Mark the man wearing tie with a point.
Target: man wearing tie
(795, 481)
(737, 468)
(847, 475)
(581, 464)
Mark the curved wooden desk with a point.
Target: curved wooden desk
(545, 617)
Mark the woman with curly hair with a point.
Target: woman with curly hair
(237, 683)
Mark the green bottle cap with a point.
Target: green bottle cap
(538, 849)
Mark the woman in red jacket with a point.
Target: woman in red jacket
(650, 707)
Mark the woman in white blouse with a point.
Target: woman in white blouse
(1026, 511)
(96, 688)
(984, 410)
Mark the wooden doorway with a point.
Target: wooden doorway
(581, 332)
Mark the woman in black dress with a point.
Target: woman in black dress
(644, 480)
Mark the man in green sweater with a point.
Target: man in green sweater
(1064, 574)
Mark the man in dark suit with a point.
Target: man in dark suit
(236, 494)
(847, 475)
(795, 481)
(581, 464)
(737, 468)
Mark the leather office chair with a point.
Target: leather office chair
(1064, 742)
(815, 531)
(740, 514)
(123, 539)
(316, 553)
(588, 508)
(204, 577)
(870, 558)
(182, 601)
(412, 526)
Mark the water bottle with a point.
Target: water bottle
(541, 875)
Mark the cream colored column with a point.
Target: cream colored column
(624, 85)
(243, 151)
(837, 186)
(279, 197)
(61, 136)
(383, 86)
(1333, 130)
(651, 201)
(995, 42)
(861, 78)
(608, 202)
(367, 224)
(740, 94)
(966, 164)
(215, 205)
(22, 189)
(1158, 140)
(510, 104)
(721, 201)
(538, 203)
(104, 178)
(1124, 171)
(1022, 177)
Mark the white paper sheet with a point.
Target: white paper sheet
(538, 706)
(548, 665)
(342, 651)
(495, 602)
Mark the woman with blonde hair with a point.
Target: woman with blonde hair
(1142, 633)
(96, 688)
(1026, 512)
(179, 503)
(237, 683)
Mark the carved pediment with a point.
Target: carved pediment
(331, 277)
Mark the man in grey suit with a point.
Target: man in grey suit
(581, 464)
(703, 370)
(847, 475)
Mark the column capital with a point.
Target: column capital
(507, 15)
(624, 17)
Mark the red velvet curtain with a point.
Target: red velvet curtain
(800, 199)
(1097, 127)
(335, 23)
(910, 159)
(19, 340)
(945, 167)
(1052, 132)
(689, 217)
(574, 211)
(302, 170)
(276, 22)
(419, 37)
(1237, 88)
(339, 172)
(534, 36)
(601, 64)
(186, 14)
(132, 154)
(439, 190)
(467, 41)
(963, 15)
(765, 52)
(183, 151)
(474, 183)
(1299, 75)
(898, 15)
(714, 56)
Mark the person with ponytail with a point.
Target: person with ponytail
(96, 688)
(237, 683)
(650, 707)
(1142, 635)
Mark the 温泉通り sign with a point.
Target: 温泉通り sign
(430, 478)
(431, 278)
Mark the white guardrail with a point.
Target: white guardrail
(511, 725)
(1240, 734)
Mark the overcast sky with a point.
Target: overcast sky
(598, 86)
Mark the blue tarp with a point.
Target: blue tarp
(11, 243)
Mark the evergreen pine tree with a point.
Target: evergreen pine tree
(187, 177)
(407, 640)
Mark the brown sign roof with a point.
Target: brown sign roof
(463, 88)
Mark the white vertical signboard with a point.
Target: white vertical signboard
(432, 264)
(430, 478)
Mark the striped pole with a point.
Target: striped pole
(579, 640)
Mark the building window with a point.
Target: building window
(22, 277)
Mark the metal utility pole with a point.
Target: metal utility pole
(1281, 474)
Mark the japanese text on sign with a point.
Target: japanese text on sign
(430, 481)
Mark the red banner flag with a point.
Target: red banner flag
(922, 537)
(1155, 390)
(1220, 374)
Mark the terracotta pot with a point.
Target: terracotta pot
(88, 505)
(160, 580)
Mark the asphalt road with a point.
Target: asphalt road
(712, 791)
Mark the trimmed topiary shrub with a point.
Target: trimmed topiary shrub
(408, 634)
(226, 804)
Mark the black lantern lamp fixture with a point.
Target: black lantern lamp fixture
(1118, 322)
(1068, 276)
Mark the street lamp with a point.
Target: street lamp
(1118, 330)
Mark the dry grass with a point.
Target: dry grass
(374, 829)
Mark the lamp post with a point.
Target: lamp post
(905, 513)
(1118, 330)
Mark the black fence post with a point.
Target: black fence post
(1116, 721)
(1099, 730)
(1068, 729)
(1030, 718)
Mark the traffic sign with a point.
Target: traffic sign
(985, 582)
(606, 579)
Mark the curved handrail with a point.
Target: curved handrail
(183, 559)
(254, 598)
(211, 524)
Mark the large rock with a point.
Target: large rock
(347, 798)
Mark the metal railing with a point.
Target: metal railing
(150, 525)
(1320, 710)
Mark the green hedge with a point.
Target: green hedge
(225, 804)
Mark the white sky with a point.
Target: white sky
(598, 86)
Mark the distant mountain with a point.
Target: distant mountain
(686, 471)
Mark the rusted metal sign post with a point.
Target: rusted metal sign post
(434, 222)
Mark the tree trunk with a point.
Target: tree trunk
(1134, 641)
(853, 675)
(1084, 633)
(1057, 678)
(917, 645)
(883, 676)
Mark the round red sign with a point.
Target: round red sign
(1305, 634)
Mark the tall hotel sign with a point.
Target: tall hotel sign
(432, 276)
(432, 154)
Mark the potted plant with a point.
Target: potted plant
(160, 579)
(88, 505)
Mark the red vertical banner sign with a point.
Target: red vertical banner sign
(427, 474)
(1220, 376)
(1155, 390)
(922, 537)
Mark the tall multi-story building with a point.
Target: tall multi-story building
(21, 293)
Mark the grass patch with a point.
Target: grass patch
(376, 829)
┄┄┄┄┄┄┄┄┄┄
Copy out the full listing above line for line, with no changes to wording, order, or punctuation.

→ REPLY TO THE TASK
Mark the man wearing tie with a point.
Target: man wearing tie
(795, 481)
(737, 468)
(847, 475)
(581, 464)
Mark the curved wooden desk with a point.
Target: curved wooden desk
(545, 617)
Mark the woman with curly hair with a point.
Target: woman with curly hair
(237, 683)
Mark the green bottle cap with a point.
Target: green bottle cap
(538, 849)
Mark the woman in red jacket with a point.
Target: woman in red jacket
(650, 707)
Mark the woman in white blouse with a point.
Target: woman in white blouse
(1026, 511)
(96, 688)
(984, 410)
Mark the wooden doorway with a point.
Target: wooden doorway
(581, 332)
Mark the woman in black dress with a point.
Target: woman in black dress
(644, 480)
Mark the man in green sweater with a point.
Target: man in green sweater
(1064, 574)
Mark the man in dark suit with a point.
Target: man in dark suit
(236, 494)
(847, 475)
(795, 481)
(581, 464)
(737, 468)
Mark the leather office chair with a point.
Target: leather office chair
(1064, 742)
(815, 531)
(740, 514)
(123, 539)
(316, 553)
(588, 508)
(204, 577)
(870, 558)
(182, 601)
(412, 526)
Mark the water bottle with a point.
Target: water bottle
(541, 875)
Mark the cream colored column with a point.
Target: cream colored column
(624, 85)
(243, 151)
(837, 186)
(279, 197)
(61, 136)
(383, 86)
(1333, 130)
(651, 201)
(995, 42)
(861, 78)
(608, 202)
(367, 224)
(740, 94)
(966, 164)
(215, 205)
(22, 189)
(1158, 140)
(510, 104)
(721, 201)
(538, 203)
(104, 178)
(1124, 171)
(1022, 177)
Mark the white paper sheet with a point.
Target: white paper sheet
(538, 706)
(548, 665)
(342, 651)
(495, 602)
Mark the woman with blonde hair with a point.
Target: woman with blonde hair
(1142, 633)
(96, 688)
(1026, 512)
(179, 503)
(237, 683)
Mark the carved pediment with a point.
Target: carved pediment
(331, 277)
Mark the man in grey suit with a point.
Target: man in grey suit
(581, 464)
(703, 370)
(847, 475)
Mark the column capital with a point.
Target: column capital
(507, 15)
(624, 17)
Mark the red velvet curtain with a point.
Target: red velvet curtain
(800, 199)
(1097, 127)
(335, 23)
(910, 159)
(19, 340)
(945, 167)
(1052, 132)
(689, 217)
(574, 211)
(302, 170)
(276, 22)
(419, 37)
(1237, 88)
(339, 172)
(534, 36)
(601, 64)
(186, 14)
(132, 154)
(439, 190)
(467, 41)
(963, 15)
(765, 52)
(183, 151)
(474, 183)
(1299, 75)
(898, 15)
(714, 56)
Mark the person with ponytail with a point.
Target: person with ponytail
(96, 688)
(237, 683)
(650, 707)
(1142, 635)
Mark the 温泉通り sign with a point.
Target: 温泉通り sign
(430, 478)
(431, 278)
Mark the white guardrail with a point.
Target: white guardrail
(511, 725)
(1240, 734)
Mark the overcast sky with a point.
Target: overcast sky
(598, 86)
Mark the blue tarp with a point.
Target: blue tarp
(11, 243)
Mark the evergreen pine tree with a point.
Target: evergreen pine tree
(187, 177)
(407, 640)
Mark the brown sign roof with a point.
Target: brown sign roof
(463, 88)
Mark the white vertical signboard with a point.
Target: white vertical signboard
(432, 264)
(430, 478)
Mark the striped pole with a point.
Target: striped pole
(579, 640)
Mark the building window with a point.
Target: building window
(22, 277)
Mark the metal utility pole with a point.
Target: metal utility pole
(1281, 474)
Mark the japanese text on sign with a point.
Target: japanese text on sign
(430, 481)
Mark the red banner flag with a point.
Target: red banner flag
(922, 537)
(1155, 390)
(1220, 374)
Mark the terracotta pot with a point.
Target: terracotta pot
(88, 505)
(160, 580)
Mark the asphalt road with a point.
Target: asphalt road
(712, 791)
Mark the trimmed topiary shrub with a point.
Target: trimmed topiary shrub
(408, 634)
(226, 804)
Mark the black lantern lamp fixture with a point.
Target: black lantern lamp fixture
(1118, 322)
(1068, 276)
Mark the street lamp with a point.
Target: street lamp
(1118, 330)
Mark the dry grass with a point.
Target: dry grass
(374, 829)
Mark the lamp post with a point.
Target: lamp post
(905, 513)
(1118, 330)
Mark the black fence post with a point.
Target: black fence post
(1116, 721)
(1099, 730)
(1068, 729)
(1030, 718)
Mark the traffic sign with a point.
Target: traffic sign
(985, 582)
(606, 579)
Mark the curved handrail with a point.
Target: curved handrail
(183, 559)
(254, 598)
(211, 524)
Mark the large rock with a point.
Target: large rock
(347, 798)
Mark the metal railing with a point.
Target: metal railing
(150, 525)
(1320, 710)
Mark the green hedge with a point.
Target: green hedge
(225, 804)
Mark the white sky with a point.
Target: white sky
(598, 86)
Mark the distant mountain with a point.
Target: distant mountain
(686, 471)
Mark the rusted metal sign post with a point.
Target: rusted metal sign post
(434, 222)
Mark the tree trunk with a point.
Target: tree trunk
(1134, 641)
(853, 675)
(1084, 633)
(1057, 678)
(917, 645)
(883, 676)
Mark the round red sign with a point.
Target: round red sign
(1305, 634)
Mark the tall hotel sign with a point.
Target: tall hotel sign
(432, 276)
(432, 154)
Mark the potted plant with a point.
Target: potted plant
(160, 579)
(88, 505)
Mark the red vertical banner sign with a point.
Target: red vertical banner sign
(427, 474)
(1220, 376)
(1155, 390)
(922, 537)
Mark the tall multi-story building with a point.
Target: tall multi-story building
(21, 293)
Mark the grass patch with a point.
Target: grass patch
(376, 829)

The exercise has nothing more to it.